Task instructions »
**A)** From the passage on God's knowledge and free choice, list every sentence that begins with the word "If".
**B)** Please reproduce the passage on God's knowledge and free choice, starting with "Rambam (5:5) treats" and going on through "grasp Divine non-duality.".

Passage »
○ ○ ○ ○ ○ ○ ○
1. The Rambam’s Meta-Logical Stance

Rambam (5:5) treats the conflict as a category error. He asserts that God’s knowledge is not "external" (like human knowledge, which is an acquisition of data). Rather, God and His knowledge are identical. Because He is not a "subject" perceiving an "object," the standard causal chain—I see it, therefore it is necessitated—fails. To query how God knows the future is to query the nature of God's existence itself, which is strictly nifrad (transcendent). He famously invokes Isaiah 55:8: "My thoughts are not your thoughts," essentially labeling the kushya as a failure of the human intellect to grasp Divine non-duality.

2. The Ohr Sameach’s Radical Simplicity

The Ohr Sameach (Hilchot Teshuvah 5:5) pushes this further, arguing that if we deny Bechirah, we violate the essential nature of Torah. He critiques the "fools" who claim determinism, noting that if man were forced, God would be a tyrant. He resolves the "change" in God's knowledge (from not knowing to knowing) by arguing that God's knowledge is not a "process" but a simple, eternal act. He insists that the limud of the Rishonim (like the Ra'avad, whom he defends) is not to minimize God's knowledge but to protect the integrity of the Mitzvah system. His chiddush is that Divine knowledge is not an "attribute" that can change, but the very act of creation itself—meaning God "knows" things by causing the conditions for choice, without forcing the choice itself.

Friction

The Strongest Kushya: If God is omniscient, His knowledge of my future action is true. If it is true, it cannot be false. If it cannot be false, it is necessary. If it is necessary, I am not free.
○ ○ ○ ○ ○ ○ ○
Listing »
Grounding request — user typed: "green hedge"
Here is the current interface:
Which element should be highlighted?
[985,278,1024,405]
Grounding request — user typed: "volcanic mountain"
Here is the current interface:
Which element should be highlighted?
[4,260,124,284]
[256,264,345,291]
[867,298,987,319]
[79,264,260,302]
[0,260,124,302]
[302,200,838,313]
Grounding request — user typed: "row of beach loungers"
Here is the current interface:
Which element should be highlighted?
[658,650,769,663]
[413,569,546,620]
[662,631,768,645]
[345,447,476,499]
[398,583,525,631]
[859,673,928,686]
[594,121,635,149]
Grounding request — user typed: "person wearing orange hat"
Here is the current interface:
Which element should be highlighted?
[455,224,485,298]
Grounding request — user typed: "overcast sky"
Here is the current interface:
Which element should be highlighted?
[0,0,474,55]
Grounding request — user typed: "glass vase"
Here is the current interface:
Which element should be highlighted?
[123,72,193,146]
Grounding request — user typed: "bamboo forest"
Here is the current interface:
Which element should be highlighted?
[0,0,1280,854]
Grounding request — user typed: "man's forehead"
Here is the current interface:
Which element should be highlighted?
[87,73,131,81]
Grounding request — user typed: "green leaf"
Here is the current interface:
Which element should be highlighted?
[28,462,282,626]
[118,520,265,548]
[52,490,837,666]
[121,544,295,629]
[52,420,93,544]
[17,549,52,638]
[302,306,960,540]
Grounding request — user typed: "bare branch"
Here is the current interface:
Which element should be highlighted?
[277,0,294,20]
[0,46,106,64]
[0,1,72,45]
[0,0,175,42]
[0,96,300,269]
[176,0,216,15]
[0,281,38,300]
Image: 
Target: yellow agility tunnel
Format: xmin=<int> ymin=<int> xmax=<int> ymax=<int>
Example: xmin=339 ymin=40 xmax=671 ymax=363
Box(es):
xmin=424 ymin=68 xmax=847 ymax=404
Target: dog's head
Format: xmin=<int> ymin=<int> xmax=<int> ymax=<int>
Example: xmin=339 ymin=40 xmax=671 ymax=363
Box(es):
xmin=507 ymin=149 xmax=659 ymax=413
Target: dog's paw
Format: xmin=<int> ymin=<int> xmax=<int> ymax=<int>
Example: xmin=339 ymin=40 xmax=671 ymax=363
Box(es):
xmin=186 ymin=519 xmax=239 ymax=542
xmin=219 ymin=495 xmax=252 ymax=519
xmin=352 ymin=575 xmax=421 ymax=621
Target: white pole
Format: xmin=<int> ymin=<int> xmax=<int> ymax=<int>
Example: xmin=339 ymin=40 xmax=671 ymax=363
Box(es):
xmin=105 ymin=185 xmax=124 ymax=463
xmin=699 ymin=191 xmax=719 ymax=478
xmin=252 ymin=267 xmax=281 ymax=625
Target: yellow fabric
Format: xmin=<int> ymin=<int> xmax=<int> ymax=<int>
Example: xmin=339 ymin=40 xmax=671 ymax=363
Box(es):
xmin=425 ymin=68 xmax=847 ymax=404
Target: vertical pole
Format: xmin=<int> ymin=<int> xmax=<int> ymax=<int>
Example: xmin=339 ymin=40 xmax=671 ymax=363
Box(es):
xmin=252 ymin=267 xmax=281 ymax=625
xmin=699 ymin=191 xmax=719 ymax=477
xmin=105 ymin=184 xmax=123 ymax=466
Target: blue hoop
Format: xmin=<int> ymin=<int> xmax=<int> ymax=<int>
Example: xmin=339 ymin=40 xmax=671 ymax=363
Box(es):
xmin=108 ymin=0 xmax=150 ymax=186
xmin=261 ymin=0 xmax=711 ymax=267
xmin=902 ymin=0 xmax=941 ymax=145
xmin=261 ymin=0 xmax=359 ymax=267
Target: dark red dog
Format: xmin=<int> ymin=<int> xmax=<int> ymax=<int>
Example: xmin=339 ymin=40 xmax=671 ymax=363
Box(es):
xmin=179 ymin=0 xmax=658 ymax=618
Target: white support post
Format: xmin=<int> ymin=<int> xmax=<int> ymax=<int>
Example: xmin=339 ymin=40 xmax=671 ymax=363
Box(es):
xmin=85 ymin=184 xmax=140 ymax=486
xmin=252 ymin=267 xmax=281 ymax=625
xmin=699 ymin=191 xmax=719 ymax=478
○ ○ ○ ○ ○ ○ ○
Task-by-task outputs »
**A)**
1. If God is omniscient, His knowledge of my future action is true.
2. If it is true, it cannot be false.
3. If it cannot be false, it is necessary.
4. If it is necessary, I am not free.

**B)**
Rambam (5:5) treats the conflict as a category error. He asserts that God’s knowledge is not "external" (like human knowledge, which is an acquisition of data). Rather, God and His knowledge are identical. Because He is not a "subject" perceiving an "object," the standard causal chain—I see it, therefore it is necessitated—fails. To query how God knows the future is to query the nature of God's existence itself, which is strictly nifrad (transcendent). He famously invokes Isaiah 55:8: "My thoughts are not your thoughts," essentially labeling the kushya as a failure of the human intellect to grasp Divine non-duality.